** Belge alıntısı **
╭──

Evrensel bir özellik taşıyan her mesajın yaygınlaşmasının yollarından biri de budur.

Hz. Peygamber (asm), pek çok hadisinde kendisinden öğrenilenlerin başkalarına ulaştırılmasını istemiştir. (Müsned, II, 159, 214, 606; Buhârî, Enbiyâ, 50); ayrıca bazı davranış ve uygulamalarıyla Kur'an’ı tercüme etmenin gerekli olduğunu göstermiştir.

Nitekim Bizans, İran, Habeşistan gibi ülkelerin hükümdarlarına tercüme edileceğini bilerek içinde ayetler bulunan mektuplar göndermiştir. (Buhârî, Ahbar, 4; İbn Sa‘d, I, 258-291; Hamîdullah, İslâm Peygamberi, I, 318 vd.)

Onun hayatından da ilâhî emirleri bütün insanlara bildirmenin gereğine işaret eden hususlar tesbit etmek mümkündür;
- Zeyd b. Sâbit’e yabancı dil öğrenmesini emretmesi (İbn Sa‘d, II, 358-359),
- Kur'an’ın yedi harf üzerine indiğini belirterek, onu öğrenip okumayı ümmeti için kolaylaştırması,
- Selmân-ı Fârisî’nin Fâtiha sûresini Farsça’ya çevirmesi ve bu çeviriyi Hz. Peygamber (asm)’in menetmemiş olması yönündeki haberler (Serahsî, I, 37)
bunlardan bazılarıdır.

Cevap 2:

Kur'an’ın tercümesi tarihini İslâmiyet’in ilk dönemlerine kadar götürmek mümkündür.

Ca‘fer b. Ebû Tâlib’in Necâşî’nin huzurunda Kur’an okuduğu bilinmekte (İbn Hişâm, I, 360; Hamîdullah, İslâm Peygamberi, I, 362), bazı kaynaklarda da Necâşî’nin Arapça bildiği kaydedilmektedir.

Bu husus dikkate alındığında, okunan ayetlerin tercüme edilmemiş olması akla gelebilirse de Necâşî’nin etrafındakilerin de Arapça bildiğini düşünmek mümkün değildir.

╰──

** Ham öğeler **
╭──

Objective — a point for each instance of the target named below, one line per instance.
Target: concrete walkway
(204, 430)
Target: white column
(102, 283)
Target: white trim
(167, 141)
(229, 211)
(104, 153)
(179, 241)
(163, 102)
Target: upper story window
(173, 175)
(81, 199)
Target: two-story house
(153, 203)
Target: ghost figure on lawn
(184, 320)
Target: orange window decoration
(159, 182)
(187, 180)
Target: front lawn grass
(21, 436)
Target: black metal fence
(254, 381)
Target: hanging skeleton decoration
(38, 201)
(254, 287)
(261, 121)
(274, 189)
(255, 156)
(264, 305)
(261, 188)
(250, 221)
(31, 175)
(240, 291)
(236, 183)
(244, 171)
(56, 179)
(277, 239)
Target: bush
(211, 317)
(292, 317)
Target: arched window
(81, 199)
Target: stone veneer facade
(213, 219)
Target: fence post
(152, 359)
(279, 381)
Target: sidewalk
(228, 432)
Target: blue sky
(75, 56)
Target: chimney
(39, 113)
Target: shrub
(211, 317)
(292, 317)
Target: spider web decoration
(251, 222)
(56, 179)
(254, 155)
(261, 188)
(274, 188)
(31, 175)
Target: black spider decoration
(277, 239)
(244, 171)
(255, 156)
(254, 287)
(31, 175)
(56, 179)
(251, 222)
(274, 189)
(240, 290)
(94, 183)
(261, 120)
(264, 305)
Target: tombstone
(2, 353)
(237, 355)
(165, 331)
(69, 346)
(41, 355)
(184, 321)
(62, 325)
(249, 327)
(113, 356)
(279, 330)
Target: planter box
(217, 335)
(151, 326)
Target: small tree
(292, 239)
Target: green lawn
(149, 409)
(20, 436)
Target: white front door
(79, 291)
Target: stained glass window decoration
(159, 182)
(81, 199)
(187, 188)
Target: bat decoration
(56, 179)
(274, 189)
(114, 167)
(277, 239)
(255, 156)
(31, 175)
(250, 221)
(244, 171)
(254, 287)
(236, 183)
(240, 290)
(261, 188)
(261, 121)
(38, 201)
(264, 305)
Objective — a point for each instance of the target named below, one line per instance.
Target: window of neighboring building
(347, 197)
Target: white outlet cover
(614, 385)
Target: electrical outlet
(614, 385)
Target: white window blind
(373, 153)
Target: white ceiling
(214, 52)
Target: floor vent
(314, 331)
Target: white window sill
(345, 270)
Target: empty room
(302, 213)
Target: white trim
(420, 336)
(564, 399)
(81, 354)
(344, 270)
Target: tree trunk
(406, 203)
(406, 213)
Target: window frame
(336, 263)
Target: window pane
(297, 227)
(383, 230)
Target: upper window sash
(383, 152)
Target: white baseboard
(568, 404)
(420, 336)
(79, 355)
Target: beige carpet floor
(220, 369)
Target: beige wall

╰──

** Yönerge A **
Kur'an tercümesine dair metindeki "Ca‘fer b. Ebû Tâlib’in Necâşî’nin huzurunda" sözleriyle başlayan paragrafı, temel bilgilerini koruyarak daha kısa biçimde yeniden yazın.
** Yönerge B **
Kur'an tercümesine dair metnin "Nitekim Bizans, İran, Habeşistan" sözleriyle açılıp "(Serahsî, I, 37)" sözleriyle kapanan bölümünü hiçbir değişiklik yapmadan aktarın.

** Alıştırma sonucu A **
Ca‘fer b. Ebû Tâlib'in Necâşî'nin huzurunda Kur'an okuduğu bilinir. Bazı kaynaklar Necâşî'nin Arapça bildiğini de kaydeder.

** Alıştırma sonucu B **
Nitekim Bizans, İran, Habeşistan gibi ülkelerin hükümdarlarına tercüme edileceğini bilerek içinde ayetler bulunan mektuplar göndermiştir. (Buhârî, Ahbar, 4; İbn Sa‘d, I, 258-291; Hamîdullah, İslâm Peygamberi, I, 318 vd.)

Onun hayatından da ilâhî emirleri bütün insanlara bildirmenin gereğine işaret eden hususlar tesbit etmek mümkündür;
- Zeyd b. Sâbit’e yabancı dil öğrenmesini emretmesi (İbn Sa‘d, II, 358-359),
- Kur'an’ın yedi harf üzerine indiğini belirterek, onu öğrenip okumayı ümmeti için kolaylaştırması,
- Selmân-ı Fârisî’nin Fâtiha sûresini Farsça’ya çevirmesi ve bu çeviriyi Hz. Peygamber (asm)’in menetmemiş olması yönündeki haberler (Serahsî, I, 37)